● Work task
Please give back the listing exactly, without any of its pictures.

● Task material
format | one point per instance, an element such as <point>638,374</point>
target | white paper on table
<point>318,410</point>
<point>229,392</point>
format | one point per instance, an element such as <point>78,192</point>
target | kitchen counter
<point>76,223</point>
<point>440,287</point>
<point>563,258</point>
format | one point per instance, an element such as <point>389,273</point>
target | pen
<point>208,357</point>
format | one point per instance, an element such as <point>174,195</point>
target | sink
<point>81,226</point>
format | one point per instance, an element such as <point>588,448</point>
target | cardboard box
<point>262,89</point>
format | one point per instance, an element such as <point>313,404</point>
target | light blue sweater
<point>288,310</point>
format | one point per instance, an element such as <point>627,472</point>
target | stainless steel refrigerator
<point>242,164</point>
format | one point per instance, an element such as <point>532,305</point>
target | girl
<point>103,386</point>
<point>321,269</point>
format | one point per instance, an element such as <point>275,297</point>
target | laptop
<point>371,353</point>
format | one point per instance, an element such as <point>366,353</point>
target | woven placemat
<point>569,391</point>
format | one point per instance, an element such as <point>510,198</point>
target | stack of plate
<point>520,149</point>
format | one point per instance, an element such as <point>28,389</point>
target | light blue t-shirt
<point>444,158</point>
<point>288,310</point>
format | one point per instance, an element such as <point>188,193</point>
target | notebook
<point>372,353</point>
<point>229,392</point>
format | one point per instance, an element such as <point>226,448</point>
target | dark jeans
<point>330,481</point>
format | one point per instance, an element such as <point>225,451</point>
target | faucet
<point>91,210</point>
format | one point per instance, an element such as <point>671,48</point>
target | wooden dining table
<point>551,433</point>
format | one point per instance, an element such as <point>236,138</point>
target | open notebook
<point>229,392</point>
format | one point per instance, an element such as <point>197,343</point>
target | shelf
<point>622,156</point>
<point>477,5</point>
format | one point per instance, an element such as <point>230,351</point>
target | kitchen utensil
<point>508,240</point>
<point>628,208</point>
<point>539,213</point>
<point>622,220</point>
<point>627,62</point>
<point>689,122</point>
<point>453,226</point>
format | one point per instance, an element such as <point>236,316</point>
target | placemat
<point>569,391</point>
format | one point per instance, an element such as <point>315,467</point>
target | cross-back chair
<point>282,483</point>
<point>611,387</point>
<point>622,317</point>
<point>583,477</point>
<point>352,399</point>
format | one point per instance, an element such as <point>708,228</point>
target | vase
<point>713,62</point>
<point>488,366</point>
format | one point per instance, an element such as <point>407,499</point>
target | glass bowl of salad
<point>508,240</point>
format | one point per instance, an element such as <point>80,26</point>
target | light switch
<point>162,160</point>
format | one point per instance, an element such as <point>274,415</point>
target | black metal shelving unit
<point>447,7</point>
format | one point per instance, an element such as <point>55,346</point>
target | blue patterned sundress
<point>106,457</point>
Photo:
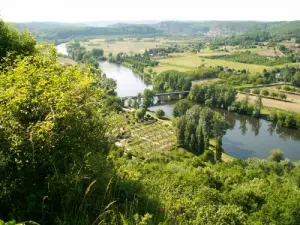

● Task solution
format | one point per instance, an element such as <point>638,374</point>
target | white paper on table
<point>318,410</point>
<point>229,392</point>
format | one point per instance, an element such as <point>78,192</point>
target | kitchen counter
<point>76,223</point>
<point>440,287</point>
<point>563,258</point>
format | one point per instance, an element such as <point>389,273</point>
target | pen
<point>208,357</point>
format | one point per instance, an element such as <point>174,195</point>
target | sink
<point>81,226</point>
format | one point per instance, an element such as <point>588,448</point>
target | cardboard box
<point>262,89</point>
format | one point per instance, an element such as <point>313,404</point>
target | light blue sweater
<point>288,310</point>
format | one point per instance, an element such as <point>627,472</point>
target | stainless steel refrigerator
<point>242,164</point>
format | one point per instance, an element such as <point>532,305</point>
target | girl
<point>103,386</point>
<point>321,269</point>
format | one point per instance, an element such as <point>275,297</point>
target | laptop
<point>371,353</point>
format | one point per instance, an element such as <point>366,353</point>
target | woven placemat
<point>569,391</point>
format | one point per instance, an element such as <point>510,198</point>
target | stack of plate
<point>520,149</point>
format | one point per instance, an element such as <point>28,389</point>
target | light blue t-shirt
<point>444,158</point>
<point>288,310</point>
format | one point per instance, an element such as <point>188,193</point>
target | notebook
<point>372,353</point>
<point>229,392</point>
format | one point per instance, an element such as <point>226,448</point>
target | dark jeans
<point>330,481</point>
format | one point per instance, an element such as <point>225,451</point>
target | faucet
<point>91,210</point>
format | one point per instance, an element such as <point>671,48</point>
target | wooden dining table
<point>551,433</point>
format | one point per instance, an element such as <point>236,138</point>
target | open notebook
<point>229,392</point>
format | one point per instance, an element such as <point>197,343</point>
target | shelf
<point>622,156</point>
<point>477,5</point>
format | one point per instance, an element such as <point>230,351</point>
target | kitchen utensil
<point>508,240</point>
<point>628,208</point>
<point>539,213</point>
<point>622,220</point>
<point>627,62</point>
<point>689,122</point>
<point>453,226</point>
format | one point per instance, an element such as <point>236,316</point>
target | placemat
<point>569,391</point>
format | one point per instance, an element such as <point>315,467</point>
target | cross-back chair
<point>282,483</point>
<point>611,387</point>
<point>622,317</point>
<point>583,477</point>
<point>352,399</point>
format | one point per instance, an element such as <point>708,228</point>
target | vase
<point>713,62</point>
<point>488,366</point>
format | one point per instance, an element such as <point>407,499</point>
target | glass bowl of salad
<point>508,240</point>
format | one point per instance, an element such as <point>80,26</point>
target | light switch
<point>162,160</point>
format | one point per instance, an element such as <point>274,415</point>
target | black metal shelving unit
<point>447,7</point>
format | one point per instance, an element such as <point>55,346</point>
target | blue patterned sundress
<point>106,457</point>
Photo:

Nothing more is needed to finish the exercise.